# Post Your Cable Management



## Machin3

I don't think this thread has been made yet, but this is my cable management in my case. Post your cable management on this thread!


----------



## linkin

here's mine, i might try some better cable management later


----------



## Machin3

You have that problem with that CPU cable too. Its hard to find a PS that has the cable long enough so that you can run it behind the case.


----------



## Shane

Midnight_fox1 said:


> You have that problem with that CPU cable too. Its hard to find a PS that has the cable long enough so that you can run it behind the case.



I had that problem...i purchased a CPU Power Extension cable from maplin.

something stupid like £3.99.

Here she is


----------



## Ramodkk

That looks excellent Shane


----------



## Shane

Thanks


----------



## Droogie

we have a thread for posting your desktop, can't people just see your cable management there?  this thread just doesn't seem all that necessary.


----------



## Shane

Droogie said:


> we have a thread for posting your desktop, can't people just see your cable management there?  this thread just doesn't seem all that necessary.



well when people post their desktops...they post like their desks with the monitor and half their room which isnt what the OP wants to see....he just wants to see the tower tidyness....nothing else


----------



## Machin3

Nevakonaza said:


> well when people post their desktops...they post like their desks with the monitor and half their room which isnt what the OP wants to see....he just wants to see the tower tidyness....nothing else



Lol Thanks. Its just to show off how your computer looks inside and how clean it is.


----------



## Shane

Tks again for the Key Midnight :good:


----------



## Machin3

Nevakonaza said:


> Tks again for the Key Midnight :good:



Lol. No problem, hope everything works fine.


----------



## The_Other_One

Three hard drives, one of which is IDE, and a case that's not exactly the best design around doesn't help with my wiring, but I'm pleased with it.  No fires, computer's running at fine temps


----------



## linkin

Nevakonaza said:


> I had that problem...i purchased a CPU Power Extension cable from maplin.

■ DATA PROVIDED:
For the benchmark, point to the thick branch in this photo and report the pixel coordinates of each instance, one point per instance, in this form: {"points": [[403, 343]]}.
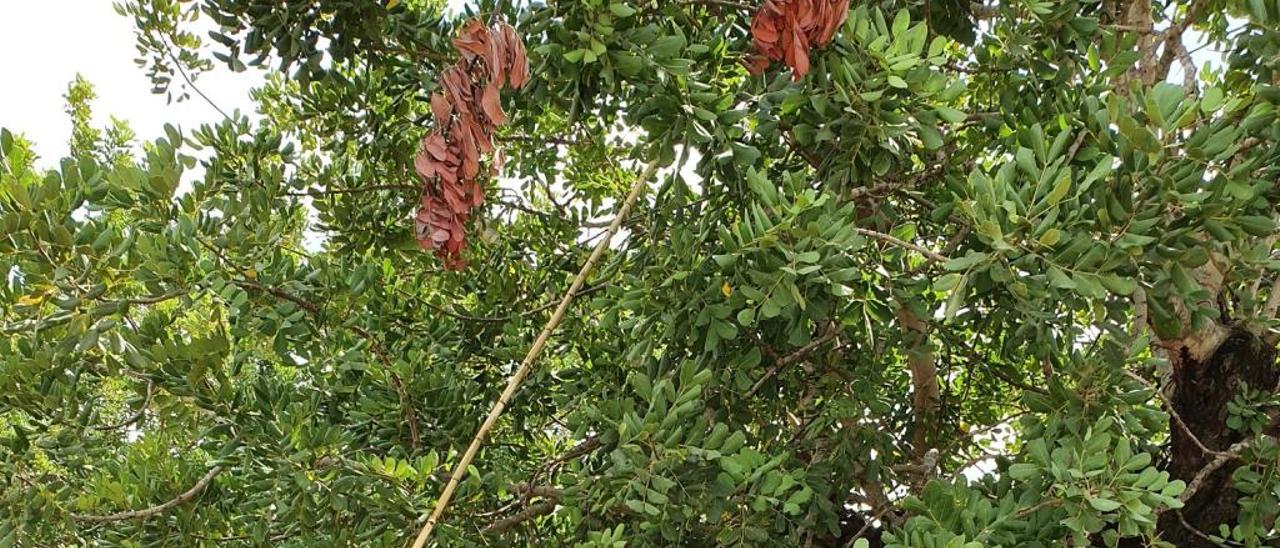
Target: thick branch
{"points": [[159, 508], [530, 512], [135, 418], [791, 359], [926, 393], [928, 254], [1221, 460]]}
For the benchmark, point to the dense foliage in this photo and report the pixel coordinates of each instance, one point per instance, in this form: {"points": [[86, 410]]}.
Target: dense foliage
{"points": [[984, 275]]}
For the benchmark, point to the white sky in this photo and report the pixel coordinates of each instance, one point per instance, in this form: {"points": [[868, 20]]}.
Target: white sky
{"points": [[45, 44]]}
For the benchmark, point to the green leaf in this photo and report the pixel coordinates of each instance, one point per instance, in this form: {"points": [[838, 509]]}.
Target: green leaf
{"points": [[951, 115], [1212, 99], [622, 10], [1023, 470], [1104, 505], [967, 261]]}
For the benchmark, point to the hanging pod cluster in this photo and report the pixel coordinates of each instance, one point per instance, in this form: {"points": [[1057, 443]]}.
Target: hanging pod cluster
{"points": [[787, 30], [466, 110]]}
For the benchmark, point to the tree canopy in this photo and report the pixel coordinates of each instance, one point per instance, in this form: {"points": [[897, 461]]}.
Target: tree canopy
{"points": [[908, 274]]}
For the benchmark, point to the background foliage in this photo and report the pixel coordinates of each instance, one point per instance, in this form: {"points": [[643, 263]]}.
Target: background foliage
{"points": [[986, 275]]}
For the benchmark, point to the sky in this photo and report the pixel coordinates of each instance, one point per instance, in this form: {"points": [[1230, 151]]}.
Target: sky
{"points": [[45, 44], [45, 48]]}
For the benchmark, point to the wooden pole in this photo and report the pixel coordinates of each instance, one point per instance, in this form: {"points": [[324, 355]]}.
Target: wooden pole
{"points": [[525, 366]]}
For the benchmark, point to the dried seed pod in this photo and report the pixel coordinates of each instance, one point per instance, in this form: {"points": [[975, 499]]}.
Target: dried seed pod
{"points": [[466, 112]]}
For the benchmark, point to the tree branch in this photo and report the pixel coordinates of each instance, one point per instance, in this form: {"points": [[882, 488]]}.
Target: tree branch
{"points": [[1212, 466], [791, 359], [135, 418], [931, 255], [159, 508]]}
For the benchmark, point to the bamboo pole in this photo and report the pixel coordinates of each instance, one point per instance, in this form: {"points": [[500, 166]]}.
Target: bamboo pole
{"points": [[528, 364]]}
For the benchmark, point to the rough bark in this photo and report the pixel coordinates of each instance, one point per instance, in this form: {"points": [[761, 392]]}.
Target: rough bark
{"points": [[1200, 392]]}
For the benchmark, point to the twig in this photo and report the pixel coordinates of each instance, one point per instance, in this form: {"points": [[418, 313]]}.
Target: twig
{"points": [[519, 377], [1196, 530], [1223, 459], [356, 190], [791, 359], [135, 418], [721, 3], [530, 512], [159, 508], [1178, 418], [931, 255], [177, 64], [1272, 305]]}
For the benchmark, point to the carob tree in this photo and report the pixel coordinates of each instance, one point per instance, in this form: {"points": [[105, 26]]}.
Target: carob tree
{"points": [[912, 274]]}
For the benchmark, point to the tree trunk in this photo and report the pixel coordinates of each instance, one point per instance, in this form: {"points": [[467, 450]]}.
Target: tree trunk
{"points": [[1200, 392]]}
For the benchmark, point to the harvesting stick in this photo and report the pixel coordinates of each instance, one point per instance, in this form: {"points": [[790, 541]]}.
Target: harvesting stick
{"points": [[525, 366]]}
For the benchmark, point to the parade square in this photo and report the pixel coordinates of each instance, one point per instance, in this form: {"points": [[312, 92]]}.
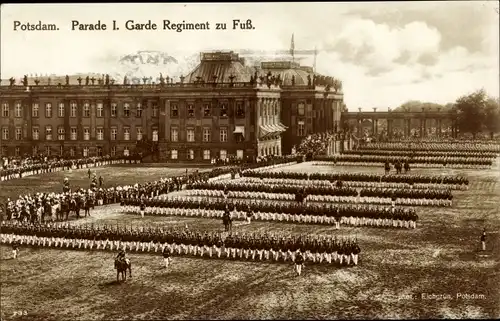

■ GOAL: Write the next part of the cable management forum thread, starting with linkin's reply below the quoted line about the CPU Power Extension cable.

■ EXPECTED ANSWER:
> 
> something stupid like £3.99.
> 
> Here she is



OMG I am getting one of those cables, I barely managed to get the cable on there in the first place... lol the cable is almost stretched on mine, you could use it as a trampoline


----------



## G25r8cer

^^ Is that a window kit on your psu? Nice

Here's an outdated pic of mine. Will get an updated pic up tomorrow when parents are awake to get the cam






It is setup alot nicer than that right now. I moved the cold cathodes so they dont blind the camera and me. Also got my 8600gt and Cm R4's now.

Edit: I think im just gonna unplug that annoying FRont Panel Audio


----------



## The_Other_One

G25r8cer said:


> ^^ Is that a window kit on your psu? Nice



Actually yes...  It was an unexpected surprised with this PSU, along with the nice finish.  I just hope performance matches its looks


----------



## mep916

Very nice so far guys, especially Shane's. 

Old picture but it hasn't changed much... I'd like to sleeve the cables and do some minor touch ups. Overall I'm satisfied.


----------



## linkin

^^ That looks very cool!


----------



## funkysnair




----------



## Whisper91

Midnight_fox1 said:


> I don't think this thread has been made yet, but this is my cable management in my case. Post your cable management on this thread!




Meow! Rawr! Garrrrr! Naaaay!!! Hissss!!! Wof!!! Clap Clap. Purrrrr Hmmmmm.

Me likey very muchy:good:


----------



## Kornowski

Mine sucks at the moment;





Had it perfect a while back;


----------



## linkin

Sucks? looks very awesome!


----------



## mep916

Kornowski said:


> Mine sucks at the moment;



It looks better with the black interior imo. If only there was a better way to hide the CPU power cable. Other than that, it looks pretty clean.


----------



## Machin3

mep916 said:


> Very nice so far guys, especially Shane's.
> 
> Old picture but it hasn't changed much... I'd like to sleeve the cables and do some minor touch ups. Overall I'm satisfied.




That's a sweet setup. I love the black and red theme you have going on.

If only the inside of that case was black, it would kick total butt.


----------



## Shane

linkin93 said:


> OMG I am getting one of those cables, I barely managed to get the cable on there in the first place... lol the cable is almost stretched on mine, you could use it as a trampoline



When i got my new PSU...the Cpu power cord would not reach where it had to go...even if i lay it across the mobo it was like 5 inches short so i had no choice to get one anyway...but when i got it i could put that cable behind the mobo and its much better.


----------



## funkysnair

Midnight_fox1 said:


> That's a sweet setup. I love the black and red theme you have going on.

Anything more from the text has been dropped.